▸ WHAT NEEDS TO BE DONE
Resize the material starting at the line containing "Could any sand be" and ending at the line containing "[0,137,205,149]". Rewrite only those lines, keeping the request lines as they are, and multiply every bounding-box coordinate in the answers by 0.7, rounding to whole numbers with halves rounded up.

Records excerpted from a collection
=-=-=-=-=

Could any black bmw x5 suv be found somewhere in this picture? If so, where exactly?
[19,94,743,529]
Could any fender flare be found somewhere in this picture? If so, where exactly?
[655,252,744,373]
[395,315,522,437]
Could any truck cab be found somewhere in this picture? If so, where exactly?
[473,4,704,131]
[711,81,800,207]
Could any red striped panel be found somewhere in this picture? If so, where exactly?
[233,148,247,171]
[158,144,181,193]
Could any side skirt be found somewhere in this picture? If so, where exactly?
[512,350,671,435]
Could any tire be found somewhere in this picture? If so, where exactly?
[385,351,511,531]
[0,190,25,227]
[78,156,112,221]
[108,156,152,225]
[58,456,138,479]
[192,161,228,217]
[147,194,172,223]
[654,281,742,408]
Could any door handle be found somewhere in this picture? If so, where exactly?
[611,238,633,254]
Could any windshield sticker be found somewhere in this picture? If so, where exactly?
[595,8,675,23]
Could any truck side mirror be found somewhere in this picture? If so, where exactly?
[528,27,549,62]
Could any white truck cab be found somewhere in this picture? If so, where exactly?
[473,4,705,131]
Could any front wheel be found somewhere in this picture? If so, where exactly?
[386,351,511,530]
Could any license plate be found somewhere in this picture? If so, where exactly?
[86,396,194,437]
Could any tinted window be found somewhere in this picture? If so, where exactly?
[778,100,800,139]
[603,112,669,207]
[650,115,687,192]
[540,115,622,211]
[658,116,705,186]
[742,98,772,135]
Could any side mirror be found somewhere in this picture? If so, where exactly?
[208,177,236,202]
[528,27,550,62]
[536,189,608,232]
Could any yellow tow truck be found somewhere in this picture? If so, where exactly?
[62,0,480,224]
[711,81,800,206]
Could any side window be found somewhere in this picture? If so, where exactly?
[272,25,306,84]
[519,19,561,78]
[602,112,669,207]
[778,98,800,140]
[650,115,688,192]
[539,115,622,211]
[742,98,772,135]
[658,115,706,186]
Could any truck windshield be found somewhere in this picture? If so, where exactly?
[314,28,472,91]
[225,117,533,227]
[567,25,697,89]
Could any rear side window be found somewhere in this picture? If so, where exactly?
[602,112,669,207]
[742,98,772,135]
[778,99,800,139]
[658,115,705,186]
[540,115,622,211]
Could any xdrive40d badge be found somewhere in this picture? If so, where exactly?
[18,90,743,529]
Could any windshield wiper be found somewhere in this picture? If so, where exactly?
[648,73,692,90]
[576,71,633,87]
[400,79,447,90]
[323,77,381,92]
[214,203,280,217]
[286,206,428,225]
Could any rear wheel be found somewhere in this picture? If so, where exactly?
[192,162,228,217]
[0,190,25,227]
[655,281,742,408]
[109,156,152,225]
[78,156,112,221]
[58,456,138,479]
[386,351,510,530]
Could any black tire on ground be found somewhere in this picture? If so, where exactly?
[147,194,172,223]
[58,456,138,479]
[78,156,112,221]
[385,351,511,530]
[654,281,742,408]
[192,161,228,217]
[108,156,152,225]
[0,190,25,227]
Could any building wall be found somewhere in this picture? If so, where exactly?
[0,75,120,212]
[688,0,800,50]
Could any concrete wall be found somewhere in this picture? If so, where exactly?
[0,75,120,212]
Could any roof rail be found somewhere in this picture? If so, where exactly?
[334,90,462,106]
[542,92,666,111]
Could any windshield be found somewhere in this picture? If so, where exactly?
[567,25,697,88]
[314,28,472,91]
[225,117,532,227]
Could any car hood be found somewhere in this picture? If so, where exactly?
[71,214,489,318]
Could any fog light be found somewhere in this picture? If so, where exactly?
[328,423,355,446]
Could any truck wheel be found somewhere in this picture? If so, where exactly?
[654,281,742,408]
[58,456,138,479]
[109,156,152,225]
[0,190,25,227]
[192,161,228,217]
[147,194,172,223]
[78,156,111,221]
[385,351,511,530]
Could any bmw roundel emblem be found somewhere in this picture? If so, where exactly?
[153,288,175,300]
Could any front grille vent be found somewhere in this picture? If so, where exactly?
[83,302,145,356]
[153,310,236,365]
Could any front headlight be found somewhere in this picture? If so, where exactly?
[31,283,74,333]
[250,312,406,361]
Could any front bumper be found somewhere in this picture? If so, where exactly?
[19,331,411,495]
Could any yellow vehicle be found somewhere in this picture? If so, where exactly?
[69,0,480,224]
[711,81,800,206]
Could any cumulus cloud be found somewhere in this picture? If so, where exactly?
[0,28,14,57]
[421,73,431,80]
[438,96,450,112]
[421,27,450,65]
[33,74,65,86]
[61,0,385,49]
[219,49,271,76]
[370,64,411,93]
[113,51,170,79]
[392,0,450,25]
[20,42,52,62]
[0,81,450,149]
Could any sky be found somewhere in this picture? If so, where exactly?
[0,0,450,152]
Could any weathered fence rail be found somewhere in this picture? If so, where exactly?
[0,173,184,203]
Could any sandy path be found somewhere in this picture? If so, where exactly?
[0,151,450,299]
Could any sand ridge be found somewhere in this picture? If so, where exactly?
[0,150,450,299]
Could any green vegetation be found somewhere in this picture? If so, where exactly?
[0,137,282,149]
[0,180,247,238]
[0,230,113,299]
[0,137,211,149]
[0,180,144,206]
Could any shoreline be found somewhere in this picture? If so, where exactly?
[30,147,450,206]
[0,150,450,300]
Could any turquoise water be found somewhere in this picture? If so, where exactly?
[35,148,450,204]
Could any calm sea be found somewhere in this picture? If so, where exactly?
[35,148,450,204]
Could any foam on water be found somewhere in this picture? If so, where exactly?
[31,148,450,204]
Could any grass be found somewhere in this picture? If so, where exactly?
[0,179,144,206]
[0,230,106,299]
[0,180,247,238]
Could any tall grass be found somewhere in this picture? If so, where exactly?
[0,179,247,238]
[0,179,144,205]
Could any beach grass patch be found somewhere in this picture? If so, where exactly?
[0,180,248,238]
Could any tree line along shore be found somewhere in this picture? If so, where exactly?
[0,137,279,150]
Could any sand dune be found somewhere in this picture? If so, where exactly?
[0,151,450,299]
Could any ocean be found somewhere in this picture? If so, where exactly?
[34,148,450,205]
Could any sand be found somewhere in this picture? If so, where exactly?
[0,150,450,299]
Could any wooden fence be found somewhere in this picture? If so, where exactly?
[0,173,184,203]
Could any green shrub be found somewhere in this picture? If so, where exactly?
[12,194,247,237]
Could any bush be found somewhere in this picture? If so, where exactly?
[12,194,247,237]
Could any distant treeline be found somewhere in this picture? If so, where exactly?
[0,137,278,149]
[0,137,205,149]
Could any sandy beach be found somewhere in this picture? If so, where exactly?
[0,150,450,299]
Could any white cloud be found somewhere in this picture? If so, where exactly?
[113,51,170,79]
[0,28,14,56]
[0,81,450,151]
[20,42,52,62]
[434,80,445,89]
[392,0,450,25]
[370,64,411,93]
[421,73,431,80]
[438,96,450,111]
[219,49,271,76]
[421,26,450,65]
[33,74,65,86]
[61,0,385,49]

=-=-=-=-=

▸ THE RESULT
Could any sand be found somewhere in this picture? If so, where exactly?
[0,105,315,209]
Could any wooden fence be found somewhere in this picture? If so, where exactly?
[0,121,129,142]
Could any green shrub be found somewhere in this picture? If so, where exactly?
[8,136,173,166]
Could any bush be found somewhere in this picture? If so, where exactly?
[8,136,173,166]
Could any distant treeline be found somewhere in this picture? If so, where exactly?
[0,96,195,104]
[0,96,144,104]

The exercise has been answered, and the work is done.